▶ 抜粋文
━━━━━━━━
十味敗毒湯(じゅうみはいどくとう)の解説
十味敗毒湯は、
十味、つまり10種類の生薬からなり、毒を敗退させる効果があるという意味の漢方薬です。
この場合の「毒」は「ポイズン」のことではありません。
漢方では色々なときに毒と表現することがありまして、 ここでは簡単に、皮膚にできる「できもの」「はれもの」のこと、としておきます。
主に皮膚科領域で使われる漢方薬。
日本生まれの漢方薬の一つでもあります。
出典
華岡青洲の『瘍科方筌』(または浅田宗伯の『勿誤薬室方函口訣』)とされます。
荊防敗毒散をもとに、華岡青洲が「十味敗毒散」(散剤)を考案、
それを少し改良して「十味敗毒湯」(湯剤)としたのが浅田宗伯ということです。
━━━━━━━━
▶ 元データ
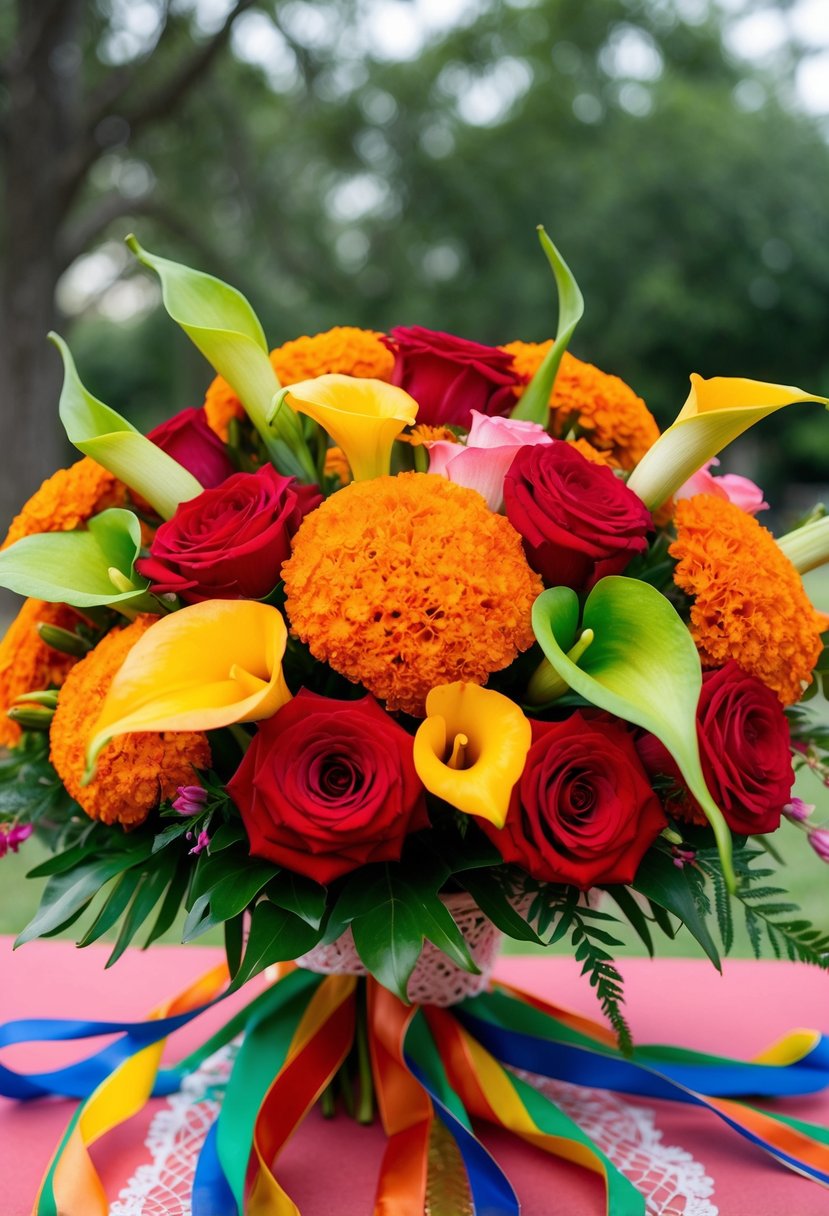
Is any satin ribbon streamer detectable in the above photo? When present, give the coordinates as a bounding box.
[0,964,829,1216]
━━━━━━━━
▶ 作業指示
十味敗毒湯の解説文のうち、「この場合の「毒」は「ポイズン」のことではありません。」から「華岡青洲の『瘍科方筌』(または浅田宗伯の『勿誤薬室方函口訣』)とされます。」までを両端も含めて一字も変えずに書き写せ。

▶ 解答
この場合の「毒」は「ポイズン」のことではありません。
漢方では色々なときに毒と表現することがありまして、 ここでは簡単に、皮膚にできる「できもの」「はれもの」のこと、としておきます。
主に皮膚科領域で使われる漢方薬。
日本生まれの漢方薬の一つでもあります。
出典
華岡青洲の『瘍科方筌』(または浅田宗伯の『勿誤薬室方函口訣』)とされます。